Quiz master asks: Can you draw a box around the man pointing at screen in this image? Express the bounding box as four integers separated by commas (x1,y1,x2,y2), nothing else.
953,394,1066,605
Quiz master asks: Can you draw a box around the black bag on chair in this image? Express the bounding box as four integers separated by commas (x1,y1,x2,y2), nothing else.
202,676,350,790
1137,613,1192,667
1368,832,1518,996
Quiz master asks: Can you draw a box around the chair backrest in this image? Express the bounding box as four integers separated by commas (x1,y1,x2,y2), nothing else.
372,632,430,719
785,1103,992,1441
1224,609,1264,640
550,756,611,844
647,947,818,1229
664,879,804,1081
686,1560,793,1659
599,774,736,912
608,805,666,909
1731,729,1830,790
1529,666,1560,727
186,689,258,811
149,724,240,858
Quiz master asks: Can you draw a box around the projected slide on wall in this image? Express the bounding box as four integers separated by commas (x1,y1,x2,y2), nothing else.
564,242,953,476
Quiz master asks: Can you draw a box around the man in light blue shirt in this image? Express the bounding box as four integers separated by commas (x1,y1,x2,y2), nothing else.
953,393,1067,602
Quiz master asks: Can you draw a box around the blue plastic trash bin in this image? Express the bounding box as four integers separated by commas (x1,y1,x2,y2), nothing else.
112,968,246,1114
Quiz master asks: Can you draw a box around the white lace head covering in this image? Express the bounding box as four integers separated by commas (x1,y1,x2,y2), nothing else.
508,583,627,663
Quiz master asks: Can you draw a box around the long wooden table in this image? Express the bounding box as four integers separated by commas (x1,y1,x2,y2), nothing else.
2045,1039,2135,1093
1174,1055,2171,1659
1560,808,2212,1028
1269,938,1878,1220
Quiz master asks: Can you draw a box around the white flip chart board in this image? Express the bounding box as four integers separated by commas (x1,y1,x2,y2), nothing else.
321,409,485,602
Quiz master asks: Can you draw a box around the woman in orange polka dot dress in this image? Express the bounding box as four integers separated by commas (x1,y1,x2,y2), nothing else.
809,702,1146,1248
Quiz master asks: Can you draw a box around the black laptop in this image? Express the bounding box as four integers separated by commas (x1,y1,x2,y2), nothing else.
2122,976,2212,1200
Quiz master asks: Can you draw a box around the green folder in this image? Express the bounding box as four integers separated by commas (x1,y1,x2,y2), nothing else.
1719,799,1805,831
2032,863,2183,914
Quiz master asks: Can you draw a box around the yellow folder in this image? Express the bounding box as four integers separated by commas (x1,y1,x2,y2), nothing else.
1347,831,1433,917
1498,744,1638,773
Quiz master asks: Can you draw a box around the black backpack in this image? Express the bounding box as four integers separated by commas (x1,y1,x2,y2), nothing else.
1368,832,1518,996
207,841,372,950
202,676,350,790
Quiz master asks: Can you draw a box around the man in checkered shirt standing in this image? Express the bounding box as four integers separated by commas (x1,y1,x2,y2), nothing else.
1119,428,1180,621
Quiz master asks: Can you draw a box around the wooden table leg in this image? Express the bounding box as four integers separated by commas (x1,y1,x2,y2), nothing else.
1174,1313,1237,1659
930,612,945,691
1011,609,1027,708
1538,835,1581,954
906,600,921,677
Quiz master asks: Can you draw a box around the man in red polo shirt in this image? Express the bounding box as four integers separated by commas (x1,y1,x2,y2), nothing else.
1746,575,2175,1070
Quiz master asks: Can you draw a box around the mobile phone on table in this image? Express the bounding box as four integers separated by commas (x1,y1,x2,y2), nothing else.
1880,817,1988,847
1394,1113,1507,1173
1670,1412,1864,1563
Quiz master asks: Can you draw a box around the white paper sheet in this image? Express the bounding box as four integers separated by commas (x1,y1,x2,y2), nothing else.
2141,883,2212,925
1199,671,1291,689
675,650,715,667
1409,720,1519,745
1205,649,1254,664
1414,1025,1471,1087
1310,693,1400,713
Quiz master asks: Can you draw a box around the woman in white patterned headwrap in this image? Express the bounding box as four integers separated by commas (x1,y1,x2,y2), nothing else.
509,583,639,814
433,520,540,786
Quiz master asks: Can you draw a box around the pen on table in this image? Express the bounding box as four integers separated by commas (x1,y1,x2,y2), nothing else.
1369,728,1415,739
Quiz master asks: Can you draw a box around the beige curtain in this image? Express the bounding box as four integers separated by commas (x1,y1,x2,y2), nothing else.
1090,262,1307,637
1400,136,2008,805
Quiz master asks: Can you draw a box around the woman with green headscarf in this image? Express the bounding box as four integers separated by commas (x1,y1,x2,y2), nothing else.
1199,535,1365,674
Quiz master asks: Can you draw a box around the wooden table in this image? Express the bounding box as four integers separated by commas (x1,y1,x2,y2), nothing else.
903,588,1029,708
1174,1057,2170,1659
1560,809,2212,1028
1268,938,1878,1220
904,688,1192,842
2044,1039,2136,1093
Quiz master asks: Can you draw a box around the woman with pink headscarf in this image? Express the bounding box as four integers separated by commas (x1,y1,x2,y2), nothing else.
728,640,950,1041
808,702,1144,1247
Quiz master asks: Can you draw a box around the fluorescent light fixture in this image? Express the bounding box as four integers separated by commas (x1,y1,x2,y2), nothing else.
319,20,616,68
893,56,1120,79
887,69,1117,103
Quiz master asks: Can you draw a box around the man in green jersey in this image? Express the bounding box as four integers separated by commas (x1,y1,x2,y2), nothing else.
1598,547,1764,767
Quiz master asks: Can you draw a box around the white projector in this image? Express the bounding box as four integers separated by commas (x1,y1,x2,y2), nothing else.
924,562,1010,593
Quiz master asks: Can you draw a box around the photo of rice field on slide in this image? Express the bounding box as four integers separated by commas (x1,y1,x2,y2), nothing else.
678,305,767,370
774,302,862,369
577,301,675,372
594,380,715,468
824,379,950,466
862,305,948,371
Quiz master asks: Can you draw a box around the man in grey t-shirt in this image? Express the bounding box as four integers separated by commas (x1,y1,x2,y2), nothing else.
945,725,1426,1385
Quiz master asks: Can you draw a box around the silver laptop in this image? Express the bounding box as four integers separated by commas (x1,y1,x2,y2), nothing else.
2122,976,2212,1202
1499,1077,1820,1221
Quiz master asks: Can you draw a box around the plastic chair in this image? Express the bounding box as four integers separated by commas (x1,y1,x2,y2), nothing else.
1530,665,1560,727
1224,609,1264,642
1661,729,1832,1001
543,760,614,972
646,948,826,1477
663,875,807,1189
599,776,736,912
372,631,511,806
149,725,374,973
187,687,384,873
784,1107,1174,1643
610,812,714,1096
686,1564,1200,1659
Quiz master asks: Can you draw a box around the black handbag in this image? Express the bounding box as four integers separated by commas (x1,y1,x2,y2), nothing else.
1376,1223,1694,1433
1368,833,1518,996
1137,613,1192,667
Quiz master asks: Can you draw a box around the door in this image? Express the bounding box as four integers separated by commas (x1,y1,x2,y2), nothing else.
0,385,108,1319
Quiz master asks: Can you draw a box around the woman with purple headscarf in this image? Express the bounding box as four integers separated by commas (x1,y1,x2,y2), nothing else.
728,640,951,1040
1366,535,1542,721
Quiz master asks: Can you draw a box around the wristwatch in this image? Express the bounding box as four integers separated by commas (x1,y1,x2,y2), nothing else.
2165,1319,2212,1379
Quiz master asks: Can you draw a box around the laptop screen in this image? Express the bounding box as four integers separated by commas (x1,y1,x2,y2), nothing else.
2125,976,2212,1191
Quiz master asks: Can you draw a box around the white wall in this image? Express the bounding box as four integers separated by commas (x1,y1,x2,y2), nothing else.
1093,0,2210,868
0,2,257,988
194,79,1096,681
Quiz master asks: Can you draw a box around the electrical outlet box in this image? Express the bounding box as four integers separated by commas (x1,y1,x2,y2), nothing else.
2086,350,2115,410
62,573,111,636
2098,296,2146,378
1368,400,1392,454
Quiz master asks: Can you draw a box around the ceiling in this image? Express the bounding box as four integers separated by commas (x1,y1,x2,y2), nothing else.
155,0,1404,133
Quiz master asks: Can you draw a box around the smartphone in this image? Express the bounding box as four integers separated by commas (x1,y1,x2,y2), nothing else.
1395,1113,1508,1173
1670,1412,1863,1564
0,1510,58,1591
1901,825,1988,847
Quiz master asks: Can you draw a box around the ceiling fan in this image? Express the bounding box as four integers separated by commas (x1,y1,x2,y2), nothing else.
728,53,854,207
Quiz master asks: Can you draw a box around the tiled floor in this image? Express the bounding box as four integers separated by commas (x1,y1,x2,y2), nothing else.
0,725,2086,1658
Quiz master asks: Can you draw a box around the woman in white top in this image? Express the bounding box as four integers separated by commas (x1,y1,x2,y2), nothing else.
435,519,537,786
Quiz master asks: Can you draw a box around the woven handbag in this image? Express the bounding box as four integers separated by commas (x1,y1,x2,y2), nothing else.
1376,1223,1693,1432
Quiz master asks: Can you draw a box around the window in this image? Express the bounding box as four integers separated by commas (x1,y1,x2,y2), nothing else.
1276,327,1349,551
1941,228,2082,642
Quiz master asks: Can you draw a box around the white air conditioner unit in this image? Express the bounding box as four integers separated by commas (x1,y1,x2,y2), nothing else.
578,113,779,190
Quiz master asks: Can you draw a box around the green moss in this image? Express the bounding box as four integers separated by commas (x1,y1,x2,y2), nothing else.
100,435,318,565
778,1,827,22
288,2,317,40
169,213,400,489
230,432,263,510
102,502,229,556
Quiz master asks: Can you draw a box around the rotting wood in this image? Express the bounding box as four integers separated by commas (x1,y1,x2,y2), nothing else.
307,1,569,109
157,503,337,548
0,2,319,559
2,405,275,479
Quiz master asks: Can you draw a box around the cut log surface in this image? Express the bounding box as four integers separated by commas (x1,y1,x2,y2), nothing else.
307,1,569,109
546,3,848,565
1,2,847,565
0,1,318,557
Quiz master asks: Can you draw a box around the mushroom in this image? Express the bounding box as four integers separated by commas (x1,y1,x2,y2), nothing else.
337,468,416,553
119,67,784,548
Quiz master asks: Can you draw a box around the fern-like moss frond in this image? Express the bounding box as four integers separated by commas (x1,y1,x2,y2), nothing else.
▬▬▬▬▬▬▬▬▬▬
_Work required_
Lines from the one containing "Quiz master asks: Can you draw a box around the cut" to the last line above, both included: copy these exactly and write nothing else.

_Output_
Quiz master asks: Can you draw a box around the cut log surface in this image? Express the bounding box as four integers separated by commas (x1,y1,x2,y2), nothing else.
307,1,569,109
546,3,848,565
1,2,847,565
0,1,318,557
Quiz master asks: Can you draw a box around the mushroom in this image? Express the bounding box as four integers separated by commas (x1,y1,x2,y2), nothing else.
337,468,416,553
119,67,784,548
Quiz master asks: Can you draw a box around the fern-like moss frond in this image? Express the bounding box as four integers separated by commas (x1,y1,x2,y2), nothing else.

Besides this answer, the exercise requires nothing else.